[EXTRACT]:
########

Fishermen, on the other hand, are people form some other bit of land who are held responsible for all the evil under the sea. A government marine biologist, who believes seals are now protected by public opinion rather than scientific evidence, told me: "The people of London would give up fish rather than have seals killed."
So while seals, whales, dolphins and porpoises corner the market in cuddly adjectives, fishermen are vilified.
The extent to which the natural world is removed from everyday life was demonstrated in remarkable fashion earlier this year when dolphins were filmed in the Moray Firth attacking small porpoises.
Shock! The human of the sea behaving like the worst English football hooligan. What was going on? Surely pollution must be to blame, or perhaps they were starving because fishermen had removed all the fish on which they normally feed. These reactions - and the breathless tabloid reporting - suggested that dolphins had risen, in the collective human consciousness, above natural, animalistic behaviour.

########

[DATA LISTING]:
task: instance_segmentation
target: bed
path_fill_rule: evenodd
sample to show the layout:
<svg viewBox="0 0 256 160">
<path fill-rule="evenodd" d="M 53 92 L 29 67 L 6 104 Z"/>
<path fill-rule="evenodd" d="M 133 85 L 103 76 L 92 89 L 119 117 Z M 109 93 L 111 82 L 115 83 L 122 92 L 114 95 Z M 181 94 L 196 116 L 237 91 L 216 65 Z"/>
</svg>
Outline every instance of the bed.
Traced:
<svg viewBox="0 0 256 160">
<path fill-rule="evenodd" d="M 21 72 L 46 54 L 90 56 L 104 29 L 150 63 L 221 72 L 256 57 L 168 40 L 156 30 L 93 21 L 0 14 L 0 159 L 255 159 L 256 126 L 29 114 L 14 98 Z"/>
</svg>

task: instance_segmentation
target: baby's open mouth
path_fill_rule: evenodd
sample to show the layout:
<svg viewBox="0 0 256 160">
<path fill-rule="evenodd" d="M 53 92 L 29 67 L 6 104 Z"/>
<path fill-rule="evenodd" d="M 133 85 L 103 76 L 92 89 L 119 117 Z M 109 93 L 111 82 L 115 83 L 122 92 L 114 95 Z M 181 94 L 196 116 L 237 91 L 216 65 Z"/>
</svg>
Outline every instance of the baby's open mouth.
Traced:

########

[REQUIRED TASKS]:
1. Sum up the passage on fishermen and sea mammals in two sentences.
2. Answer these questions using the passage on fishermen and sea mammals:
(a) Where were dolphins filmed attacking small porpoises?
(b) According to the government marine biologist, what would the people of London give up rather than have seals killed?
(c) Besides fishermen removing fish, what did the reactions suggest must be to blame for the dolphins' attacks?
3. From the passage on fishermen and sea mammals, extract the text from "The extent to" up to and including "attacking small porpoises.", with no changes.

[TASK-BY-TASK SOLUTIONS]:
1. Fishermen are blamed for all the evil under the sea and vilified, while seals, whales, dolphins and porpoises get the cuddly adjectives, and a government marine biologist believes public opinion rather than scientific evidence now protects seals. When dolphins were filmed in the Moray Firth attacking small porpoises, reactions blamed pollution or starvation caused by fishermen, suggesting that people saw dolphins as above natural, animalistic behavior.

2.
(a) In the Moray Firth.
(b) Fish.
(c) Pollution.

3.
The extent to which the natural world is removed from everyday life was demonstrated in remarkable fashion earlier this year when dolphins were filmed in the Moray Firth attacking small porpoises.